Task to carry out: Extract every line of the items below that contains the word "gray". Case counts, so match only that exact capitalization.

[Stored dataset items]
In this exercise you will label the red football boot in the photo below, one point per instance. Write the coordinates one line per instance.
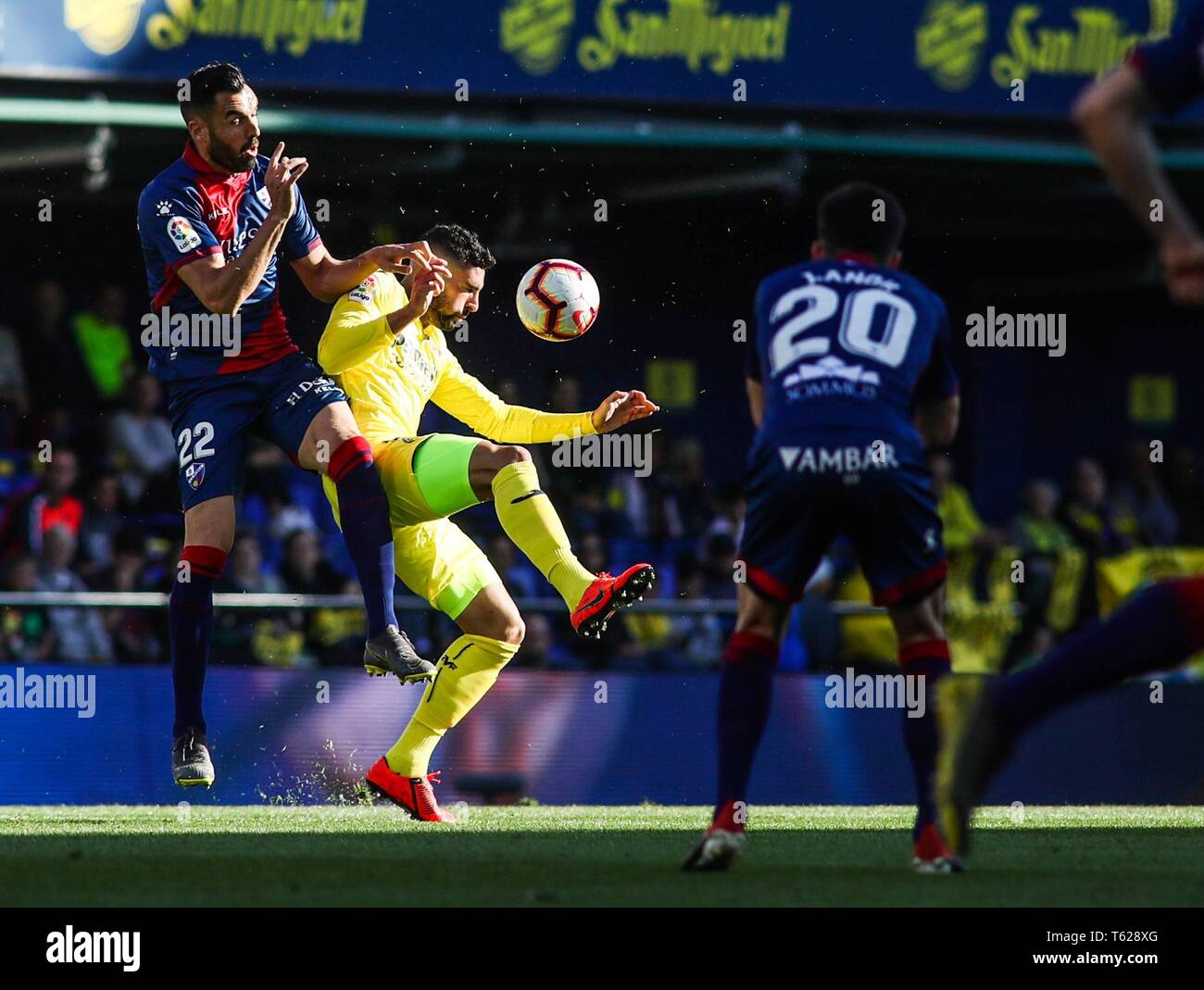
(410, 794)
(721, 843)
(607, 595)
(931, 854)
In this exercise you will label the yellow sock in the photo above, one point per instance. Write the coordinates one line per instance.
(465, 672)
(533, 524)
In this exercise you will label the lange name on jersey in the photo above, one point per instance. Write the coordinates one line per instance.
(846, 347)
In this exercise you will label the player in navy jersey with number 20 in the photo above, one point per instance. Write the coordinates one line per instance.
(849, 383)
(211, 225)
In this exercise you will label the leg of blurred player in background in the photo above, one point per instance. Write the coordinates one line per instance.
(208, 535)
(923, 653)
(432, 481)
(982, 718)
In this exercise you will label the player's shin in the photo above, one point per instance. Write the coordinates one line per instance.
(923, 664)
(191, 626)
(745, 693)
(464, 674)
(531, 521)
(364, 516)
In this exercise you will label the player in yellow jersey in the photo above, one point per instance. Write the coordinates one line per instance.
(385, 345)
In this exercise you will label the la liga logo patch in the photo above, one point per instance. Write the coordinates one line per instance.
(195, 475)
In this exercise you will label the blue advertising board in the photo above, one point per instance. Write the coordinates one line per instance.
(959, 56)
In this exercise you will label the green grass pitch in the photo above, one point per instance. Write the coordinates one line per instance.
(584, 855)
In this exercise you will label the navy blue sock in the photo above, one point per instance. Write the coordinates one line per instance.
(191, 626)
(927, 659)
(364, 516)
(1155, 632)
(745, 690)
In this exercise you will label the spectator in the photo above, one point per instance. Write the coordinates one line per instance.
(80, 633)
(305, 570)
(25, 635)
(540, 648)
(1040, 540)
(245, 570)
(696, 640)
(719, 568)
(963, 530)
(687, 499)
(55, 372)
(271, 636)
(140, 441)
(1097, 526)
(104, 344)
(1035, 532)
(48, 504)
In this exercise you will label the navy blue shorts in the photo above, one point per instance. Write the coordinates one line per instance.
(212, 417)
(799, 499)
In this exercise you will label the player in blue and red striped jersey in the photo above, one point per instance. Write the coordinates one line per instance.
(983, 718)
(1114, 115)
(211, 227)
(849, 383)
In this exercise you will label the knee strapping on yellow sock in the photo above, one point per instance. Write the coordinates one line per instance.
(531, 521)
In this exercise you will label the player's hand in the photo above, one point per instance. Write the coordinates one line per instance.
(621, 407)
(281, 181)
(1184, 261)
(428, 283)
(401, 259)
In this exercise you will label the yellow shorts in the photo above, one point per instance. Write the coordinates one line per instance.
(433, 557)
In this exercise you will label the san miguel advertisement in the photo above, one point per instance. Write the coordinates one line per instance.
(964, 56)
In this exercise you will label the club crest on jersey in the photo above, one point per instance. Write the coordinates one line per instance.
(195, 475)
(182, 235)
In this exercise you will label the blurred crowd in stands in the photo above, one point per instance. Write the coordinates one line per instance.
(89, 501)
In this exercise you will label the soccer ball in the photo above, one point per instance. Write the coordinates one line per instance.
(558, 300)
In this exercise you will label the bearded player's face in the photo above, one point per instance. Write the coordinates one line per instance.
(460, 296)
(229, 134)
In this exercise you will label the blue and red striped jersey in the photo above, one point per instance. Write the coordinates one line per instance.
(191, 211)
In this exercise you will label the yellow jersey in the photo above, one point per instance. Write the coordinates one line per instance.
(389, 377)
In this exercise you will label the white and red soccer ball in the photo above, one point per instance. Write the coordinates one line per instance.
(558, 300)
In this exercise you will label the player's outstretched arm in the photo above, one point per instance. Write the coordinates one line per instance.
(223, 285)
(1112, 115)
(328, 279)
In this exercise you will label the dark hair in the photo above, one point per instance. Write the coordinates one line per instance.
(461, 244)
(861, 217)
(205, 83)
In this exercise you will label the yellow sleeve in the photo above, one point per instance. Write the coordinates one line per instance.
(359, 323)
(465, 397)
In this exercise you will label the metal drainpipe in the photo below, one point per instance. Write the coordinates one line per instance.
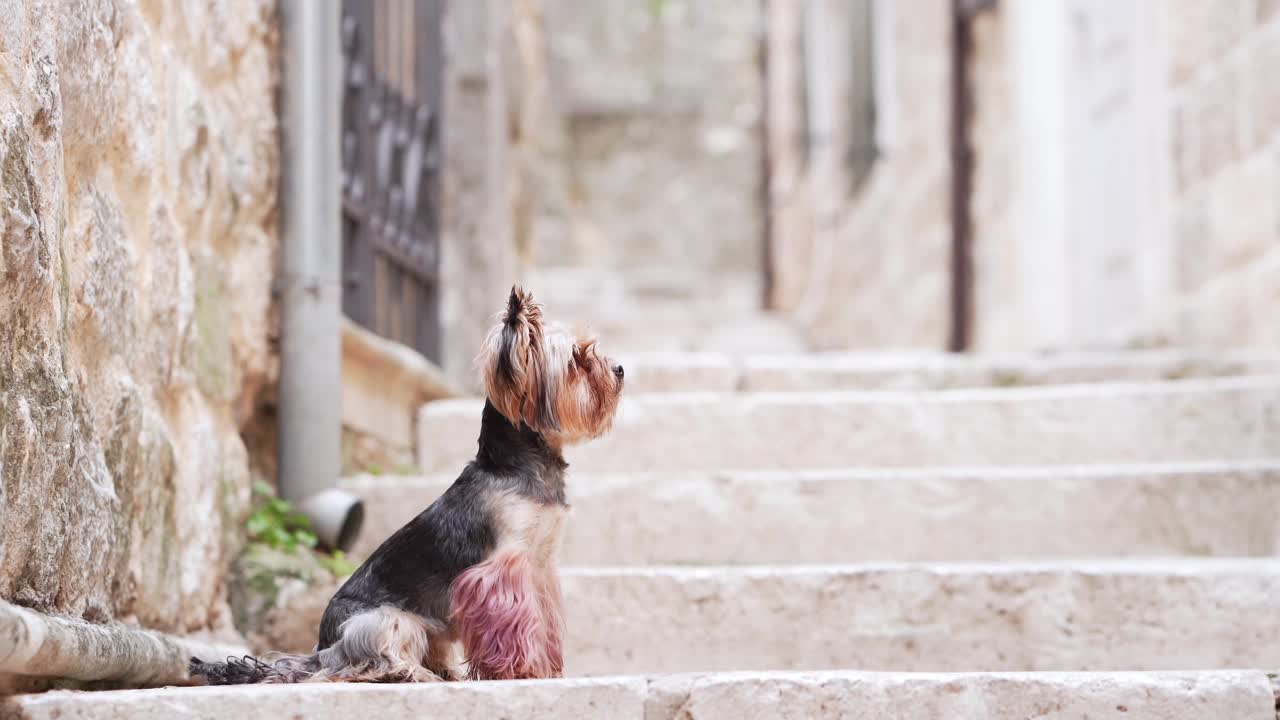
(310, 397)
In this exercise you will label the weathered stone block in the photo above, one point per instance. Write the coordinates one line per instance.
(1264, 91)
(137, 195)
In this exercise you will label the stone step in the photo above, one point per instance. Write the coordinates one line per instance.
(1165, 422)
(1138, 696)
(832, 516)
(1016, 616)
(1047, 616)
(717, 372)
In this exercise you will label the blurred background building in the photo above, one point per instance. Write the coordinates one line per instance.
(773, 176)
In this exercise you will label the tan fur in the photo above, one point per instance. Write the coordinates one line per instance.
(545, 377)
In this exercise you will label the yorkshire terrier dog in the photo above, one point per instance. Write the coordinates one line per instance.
(479, 565)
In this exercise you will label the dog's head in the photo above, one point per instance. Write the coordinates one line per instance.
(545, 377)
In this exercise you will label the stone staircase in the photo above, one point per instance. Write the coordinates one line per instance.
(877, 536)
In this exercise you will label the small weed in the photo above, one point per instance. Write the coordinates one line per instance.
(278, 525)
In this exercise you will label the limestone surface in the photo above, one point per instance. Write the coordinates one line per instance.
(138, 162)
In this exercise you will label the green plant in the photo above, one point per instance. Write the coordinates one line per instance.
(337, 564)
(275, 524)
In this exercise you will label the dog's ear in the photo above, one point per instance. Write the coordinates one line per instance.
(512, 363)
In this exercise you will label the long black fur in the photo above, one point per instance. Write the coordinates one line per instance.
(412, 569)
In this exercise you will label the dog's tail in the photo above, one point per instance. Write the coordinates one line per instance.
(250, 670)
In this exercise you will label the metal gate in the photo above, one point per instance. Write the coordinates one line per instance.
(391, 159)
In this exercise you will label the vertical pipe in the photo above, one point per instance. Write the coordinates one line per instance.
(961, 180)
(310, 411)
(766, 188)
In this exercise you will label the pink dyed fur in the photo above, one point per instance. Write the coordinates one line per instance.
(510, 619)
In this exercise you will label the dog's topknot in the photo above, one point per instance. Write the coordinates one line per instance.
(543, 377)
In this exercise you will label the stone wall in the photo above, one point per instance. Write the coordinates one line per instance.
(138, 171)
(648, 155)
(862, 264)
(1224, 105)
(478, 255)
(1128, 173)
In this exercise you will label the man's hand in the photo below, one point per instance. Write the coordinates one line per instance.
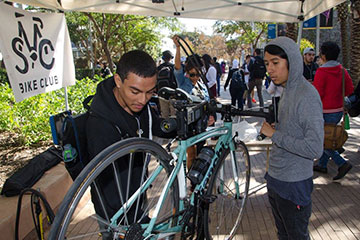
(211, 120)
(176, 40)
(267, 129)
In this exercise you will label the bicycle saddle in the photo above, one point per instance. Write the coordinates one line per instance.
(166, 92)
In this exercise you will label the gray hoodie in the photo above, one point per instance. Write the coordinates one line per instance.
(299, 135)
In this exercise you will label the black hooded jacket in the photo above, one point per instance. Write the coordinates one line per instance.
(109, 123)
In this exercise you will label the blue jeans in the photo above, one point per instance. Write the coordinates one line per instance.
(237, 96)
(331, 118)
(291, 220)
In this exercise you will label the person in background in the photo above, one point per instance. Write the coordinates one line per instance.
(298, 139)
(257, 73)
(328, 82)
(310, 66)
(218, 75)
(317, 60)
(234, 68)
(188, 80)
(211, 74)
(105, 70)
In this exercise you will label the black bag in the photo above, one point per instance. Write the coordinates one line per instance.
(258, 68)
(166, 77)
(238, 80)
(352, 105)
(27, 176)
(69, 131)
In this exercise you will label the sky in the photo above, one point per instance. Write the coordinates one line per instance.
(190, 24)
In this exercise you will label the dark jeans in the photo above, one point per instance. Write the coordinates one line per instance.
(291, 220)
(258, 84)
(218, 77)
(237, 96)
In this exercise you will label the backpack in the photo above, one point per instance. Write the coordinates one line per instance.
(69, 131)
(258, 68)
(166, 77)
(237, 80)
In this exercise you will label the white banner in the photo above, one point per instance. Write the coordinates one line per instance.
(37, 51)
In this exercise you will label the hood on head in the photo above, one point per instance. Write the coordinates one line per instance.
(295, 59)
(235, 63)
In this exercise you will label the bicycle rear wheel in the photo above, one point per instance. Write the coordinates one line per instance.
(80, 218)
(230, 185)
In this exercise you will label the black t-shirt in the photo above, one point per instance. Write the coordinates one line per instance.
(310, 70)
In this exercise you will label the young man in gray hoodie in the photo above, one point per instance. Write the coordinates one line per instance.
(298, 138)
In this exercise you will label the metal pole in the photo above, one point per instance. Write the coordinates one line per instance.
(66, 99)
(300, 32)
(317, 35)
(92, 64)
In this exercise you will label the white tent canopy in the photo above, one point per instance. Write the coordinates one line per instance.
(243, 10)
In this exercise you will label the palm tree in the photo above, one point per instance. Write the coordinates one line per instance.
(343, 13)
(292, 31)
(355, 42)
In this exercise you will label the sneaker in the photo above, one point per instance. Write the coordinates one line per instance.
(343, 170)
(317, 168)
(340, 150)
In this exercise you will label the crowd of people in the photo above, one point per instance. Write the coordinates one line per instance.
(305, 95)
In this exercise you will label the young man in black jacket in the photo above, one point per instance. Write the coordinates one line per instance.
(119, 110)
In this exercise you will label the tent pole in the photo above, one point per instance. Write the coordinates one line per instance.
(317, 35)
(66, 99)
(300, 32)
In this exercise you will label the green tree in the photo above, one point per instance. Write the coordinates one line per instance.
(113, 35)
(244, 32)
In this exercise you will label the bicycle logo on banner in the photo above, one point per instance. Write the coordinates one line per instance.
(37, 51)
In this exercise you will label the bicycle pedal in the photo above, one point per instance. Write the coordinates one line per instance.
(134, 232)
(208, 198)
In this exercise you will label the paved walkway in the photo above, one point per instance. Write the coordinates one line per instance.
(336, 212)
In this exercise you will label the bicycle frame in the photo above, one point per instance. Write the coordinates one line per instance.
(179, 162)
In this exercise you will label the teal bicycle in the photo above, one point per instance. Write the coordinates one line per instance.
(171, 202)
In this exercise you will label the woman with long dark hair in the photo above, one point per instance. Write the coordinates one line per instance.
(210, 73)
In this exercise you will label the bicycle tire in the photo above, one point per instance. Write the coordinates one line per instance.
(223, 216)
(62, 227)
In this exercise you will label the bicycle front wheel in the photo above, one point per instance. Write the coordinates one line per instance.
(230, 184)
(124, 183)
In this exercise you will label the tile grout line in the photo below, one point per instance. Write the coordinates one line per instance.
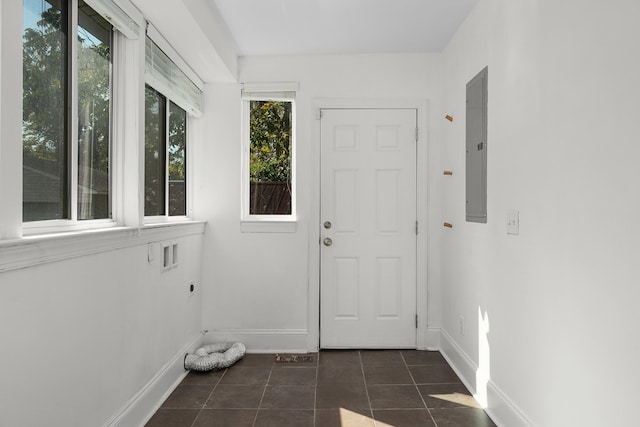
(418, 390)
(208, 397)
(366, 389)
(255, 419)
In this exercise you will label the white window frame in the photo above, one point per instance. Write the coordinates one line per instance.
(73, 223)
(168, 74)
(155, 219)
(284, 92)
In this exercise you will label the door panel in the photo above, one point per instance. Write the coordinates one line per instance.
(368, 213)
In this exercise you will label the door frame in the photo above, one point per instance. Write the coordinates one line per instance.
(313, 322)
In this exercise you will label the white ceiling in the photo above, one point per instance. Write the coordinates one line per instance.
(296, 27)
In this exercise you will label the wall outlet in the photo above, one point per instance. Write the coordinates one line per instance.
(513, 222)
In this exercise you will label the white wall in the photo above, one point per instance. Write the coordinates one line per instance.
(560, 299)
(256, 284)
(82, 337)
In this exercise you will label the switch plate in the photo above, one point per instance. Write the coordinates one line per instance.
(513, 222)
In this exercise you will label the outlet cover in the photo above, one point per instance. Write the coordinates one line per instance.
(513, 222)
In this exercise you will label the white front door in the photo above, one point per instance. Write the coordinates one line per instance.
(368, 228)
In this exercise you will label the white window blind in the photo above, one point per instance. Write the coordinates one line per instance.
(117, 16)
(269, 91)
(165, 76)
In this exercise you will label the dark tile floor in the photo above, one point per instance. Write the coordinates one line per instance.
(337, 388)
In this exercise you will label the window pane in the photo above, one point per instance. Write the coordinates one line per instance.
(154, 145)
(177, 160)
(270, 133)
(94, 94)
(44, 122)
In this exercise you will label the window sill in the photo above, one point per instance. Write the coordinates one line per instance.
(45, 248)
(271, 225)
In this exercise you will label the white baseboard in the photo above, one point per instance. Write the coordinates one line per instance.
(147, 401)
(263, 340)
(500, 408)
(433, 339)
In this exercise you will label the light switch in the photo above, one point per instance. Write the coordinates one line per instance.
(513, 222)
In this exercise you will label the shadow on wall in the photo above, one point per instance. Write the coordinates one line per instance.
(483, 373)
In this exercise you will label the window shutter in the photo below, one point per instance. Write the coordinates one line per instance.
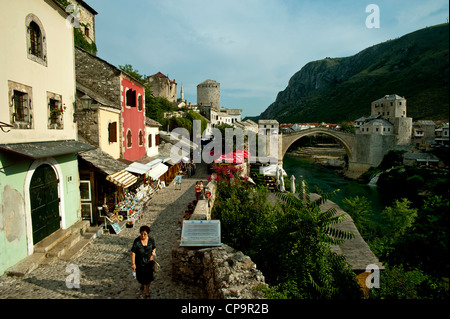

Correct response:
In this exercise you will label the gray hoodie in the photo above, one point per instance. Write the coordinates one line per instance.
In this exercise you will label the young man in gray hoodie in the photo above, one point per instance. Write the coordinates one line per instance.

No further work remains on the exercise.